Passage shown:
With all due respect to the band Queen – we are not ‘the champions of the world’ in which our business simulation classes run. Instead, we need an actual Executive Champion to keep on fighting ‘til the end. And through their participation and influence, to help support our classes.
Executive support is valuable for anything you do at a company, including leadership and development initiatives. A study from the Association for Talent Development found that companies in which senior leaders clearly supported and communicated the criticality of learning and development were much more likely to exhibit high performance. But there’s room for improvement: the ATD study also found that only 20% of companies had senior leaders strongly expressing support for learning and development initiatives.
What Exactly is an Executive Champion?
Let’s turn to Black’s Law Dictionary to get an official definition of an Executive Champion including its ‘legal meaning’:
Stakeholder-Advocate supporting certain activity, policy, process, view, etc. who is an executive in the organization.
Even the government has come up with a definition for an Executive Champion via the U.S. Department of Health and Human Services. The definition outlines several attributes including: internal to the company, respected, trusted, committed, enthusiastic, and dynamic.

Actions to take:
(a) Reproduce the portion of the passage on executive champions starting at "With all due" and ending at "an Executive Champion?".
(b) State only the number of lines in the records that contain the string "pointer", with case taken into account.

Recorded information:
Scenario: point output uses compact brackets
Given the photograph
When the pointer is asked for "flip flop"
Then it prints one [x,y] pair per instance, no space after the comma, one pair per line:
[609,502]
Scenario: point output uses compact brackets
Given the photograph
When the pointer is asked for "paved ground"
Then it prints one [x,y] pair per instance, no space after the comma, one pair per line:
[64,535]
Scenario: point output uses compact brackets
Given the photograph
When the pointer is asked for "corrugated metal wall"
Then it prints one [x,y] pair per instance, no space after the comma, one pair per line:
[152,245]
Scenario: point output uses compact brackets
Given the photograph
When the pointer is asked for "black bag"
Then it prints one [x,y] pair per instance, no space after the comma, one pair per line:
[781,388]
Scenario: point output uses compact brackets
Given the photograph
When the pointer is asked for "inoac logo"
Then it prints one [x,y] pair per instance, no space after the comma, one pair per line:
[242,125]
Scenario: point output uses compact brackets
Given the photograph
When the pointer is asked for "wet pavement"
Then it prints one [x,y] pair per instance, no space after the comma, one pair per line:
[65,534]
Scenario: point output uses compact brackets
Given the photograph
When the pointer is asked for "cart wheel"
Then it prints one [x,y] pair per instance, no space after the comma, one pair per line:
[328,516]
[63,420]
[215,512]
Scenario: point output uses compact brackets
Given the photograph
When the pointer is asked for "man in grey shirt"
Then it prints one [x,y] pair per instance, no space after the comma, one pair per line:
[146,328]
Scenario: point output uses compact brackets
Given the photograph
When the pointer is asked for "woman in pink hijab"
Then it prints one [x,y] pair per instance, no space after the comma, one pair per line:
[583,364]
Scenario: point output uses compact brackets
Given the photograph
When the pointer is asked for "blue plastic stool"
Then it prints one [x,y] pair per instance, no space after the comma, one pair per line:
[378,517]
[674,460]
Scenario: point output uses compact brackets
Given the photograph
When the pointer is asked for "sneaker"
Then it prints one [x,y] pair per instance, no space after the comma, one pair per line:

Outputs for the tasks:
(a)
With all due respect to the band Queen – we are not ‘the champions of the world’ in which our business simulation classes run. Instead, we need an actual Executive Champion to keep on fighting ‘til the end. And through their participation and influence, to help support our classes.
Executive support is valuable for anything you do at a company, including leadership and development initiatives. A study from the Association for Talent Development found that companies in which senior leaders clearly supported and communicated the criticality of learning and development were much more likely to exhibit high performance. But there’s room for improvement: the ATD study also found that only 20% of companies had senior leaders strongly expressing support for learning and development initiatives.
What Exactly is an Executive Champion?

(b) 11